═════ Supplied material

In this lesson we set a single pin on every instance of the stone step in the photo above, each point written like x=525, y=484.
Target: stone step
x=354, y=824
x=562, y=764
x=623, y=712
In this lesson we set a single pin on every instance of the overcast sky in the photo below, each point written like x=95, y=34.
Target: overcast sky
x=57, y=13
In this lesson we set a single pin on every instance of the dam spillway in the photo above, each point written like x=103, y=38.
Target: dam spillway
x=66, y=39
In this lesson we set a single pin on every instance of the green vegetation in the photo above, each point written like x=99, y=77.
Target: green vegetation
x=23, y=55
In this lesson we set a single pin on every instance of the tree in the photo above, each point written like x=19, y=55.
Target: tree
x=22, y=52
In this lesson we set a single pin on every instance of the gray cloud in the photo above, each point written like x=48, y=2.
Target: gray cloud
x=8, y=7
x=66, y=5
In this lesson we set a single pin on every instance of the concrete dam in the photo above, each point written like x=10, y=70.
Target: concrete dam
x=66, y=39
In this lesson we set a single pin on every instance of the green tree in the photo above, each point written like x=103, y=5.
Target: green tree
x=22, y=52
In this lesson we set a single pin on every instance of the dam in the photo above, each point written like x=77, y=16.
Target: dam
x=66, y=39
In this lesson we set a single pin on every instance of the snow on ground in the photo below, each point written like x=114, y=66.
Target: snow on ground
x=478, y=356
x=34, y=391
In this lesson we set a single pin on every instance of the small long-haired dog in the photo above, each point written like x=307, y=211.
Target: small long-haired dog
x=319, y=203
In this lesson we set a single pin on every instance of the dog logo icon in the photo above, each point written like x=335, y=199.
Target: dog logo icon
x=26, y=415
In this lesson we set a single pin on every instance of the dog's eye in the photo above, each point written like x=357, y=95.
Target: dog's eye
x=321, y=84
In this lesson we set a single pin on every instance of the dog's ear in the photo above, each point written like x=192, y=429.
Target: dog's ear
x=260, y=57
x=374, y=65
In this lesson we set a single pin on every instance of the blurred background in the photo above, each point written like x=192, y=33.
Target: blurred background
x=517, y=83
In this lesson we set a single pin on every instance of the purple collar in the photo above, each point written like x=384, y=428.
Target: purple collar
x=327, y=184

══════════

__Exercise description__.
Write out every line of the entries above as a numbered list, leaving out any blank lines.

__Task output__.
1. In this lesson we set a single pin on every instance of the stone step in the photo above, each point written like x=525, y=484.
2. Target: stone step
3. x=354, y=824
4. x=562, y=764
5. x=623, y=712
6. In this lesson we set a single pin on every instance of the overcast sky in the photo below, each point written like x=95, y=34.
7. Target: overcast sky
8. x=57, y=13
9. In this lesson we set a single pin on every instance of the dam spillway in the photo above, each point written like x=103, y=38.
10. Target: dam spillway
11. x=66, y=39
12. In this lesson we set a single pin on every instance of the green vegetation in the photo above, each point written like x=99, y=77.
13. Target: green vegetation
14. x=23, y=55
15. In this lesson we set a single pin on every instance of the tree in the photo above, each point written like x=19, y=55.
16. Target: tree
17. x=22, y=52
18. In this lesson we set a single pin on every instance of the gray cloud in the photo above, each point written like x=48, y=2.
19. Target: gray cloud
20. x=8, y=7
21. x=66, y=5
22. In this lesson we set a single pin on every instance of the concrete dam in the photo above, each point written like x=10, y=70.
23. Target: concrete dam
24. x=66, y=39
25. In this lesson we set a single pin on every instance of the green tree in the photo above, each point written like x=103, y=5.
26. Target: green tree
27. x=22, y=52
28. In this lesson we set a single pin on every instance of the dam in the photo above, each point written like x=77, y=16.
29. Target: dam
30. x=66, y=39
31. In this lesson we set a single pin on every instance of the snow on ground in the photo below, each point written like x=114, y=66.
32. Target: snow on ground
33. x=478, y=356
34. x=34, y=391
35. In this lesson we set a single pin on every instance of the small long-haired dog in the photo above, each point written like x=307, y=211.
36. Target: small long-haired dog
37. x=319, y=203
38. In this lesson we set a single pin on every instance of the dog logo icon in the photo above, each point written like x=335, y=199.
39. Target: dog logo icon
40. x=26, y=415
41. In this lesson we set a single pin on every instance of the dog's eye in the photo above, each point written like x=357, y=95.
42. Target: dog's eye
43. x=321, y=84
44. In this lesson we set a single pin on every instance of the dog's ear in the photo above, each point written like x=192, y=429.
45. Target: dog's ear
46. x=260, y=57
47. x=374, y=65
48. In this lesson we set a single pin on every instance of the blurred background in the photo above, each point written like x=192, y=33.
49. Target: blurred background
50. x=517, y=83
51. In this lesson we set a single pin on every instance of the purple collar in the photo above, each point written like x=384, y=428.
52. Target: purple collar
53. x=327, y=184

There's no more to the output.